Susan Eisenberg: Well, I don’t think that she has much competition! It’s not like when we were growing up in the seventies, we had many heroes that we could look up to as women. Because of the goodness, because of the compassion, because of that outsider quality she has to her, I think she resonated with so many fans. And she still does. And the fact that there wasn’t that much of her and people wanted more and more—you know, it’s not like we were inundated with Wonder Woman. In fact, people have been yearning for a Wonder Woman feature movie for so long, live-action, and they’re finally getting it. Again, men responded to her. Women responded to her. Kids responded to her. There is that vacuum that she fills, especially when she first came onto the scene. And then throughout time, she has just spoken to different generations with all those qualities. The qualities still exists in here. I think they will always exist. They are universal qualities. People respond to that goodness. People respond to that compassion. People respond to that sense of fighting the good fight and fighting for what’s right. And also having your friends’ backs.

Legion of Leia: Over all the years of doing the voice of Wonder Woman, is there anything that’s changed in your portrayal?

--

▶ [What to do]
**A.** In the Wonder Woman interview, in which decade does Susan Eisenberg say she grew up?
**B.** Condense the paragraph of the Wonder Woman interview that begins "Well, I don't think that she has much competition!" into a short list of its main points.
**C.** Pick up the Wonder Woman interview after its final line and write Susan Eisenberg's reply to the last question.

▶ [Data segment]
--

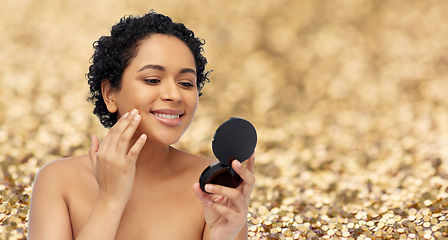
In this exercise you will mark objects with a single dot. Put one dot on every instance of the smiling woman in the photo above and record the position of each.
(145, 81)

--

▶ [Answers for the tasks]
**A.** The seventies.

**B.**
- Wonder Woman has little competition; girls growing up in the seventies had few female heroes to look up to.
- Her goodness, compassion and outsider quality made her resonate with many fans, and she still does.
- Fans were never flooded with Wonder Woman material and kept wanting more, including a long-awaited live-action feature film that is finally coming.
- Men, women and kids all responded to her, and she filled a vacuum, especially when she first appeared.
- She has spoken to different generations through universal qualities that will always exist: goodness, compassion, fighting the good fight for what's right, and having your friends' backs.

**C.**
Susan Eisenberg: This is what’s interesting, too. On the show—because the character was with me for five years for Justice League, and then Justice League Unlimited—it was interesting because, when we started, she was still in Thymiscira, and then she joins the League. She grew up over the course of the five years, in my mind. Not like we had birthday parties for her, but I just loved her aging. Someone asked me the other day how old she is and I was like, “34.” [laughs] It’s not like we want to see Diana the grandmother, but I think she’s ageless. But when I played her on that show, she grew up. She matured. Depending on what project I’m doing, like if I play her in a DC Online game or in Injustice: Gods Among Us or in the movies, it really depends on the script and what I’m being asked to do. Is she a mentor to somebody else? Is she the one learning from other people? Like in the Justice League where she had this team of people, teachers if you will, teaching her how to acclimate. In Justice League: Doom, she has Supergirl in that story, so she was the mentor to Supergirl. And so it’s a different vocal component. She wiser. She’s more mature-sounding. She’s got that wisdom that you get with age. That different. But it’s not so much my choice about how I voice her. It’s which project I’m doing and what her story is.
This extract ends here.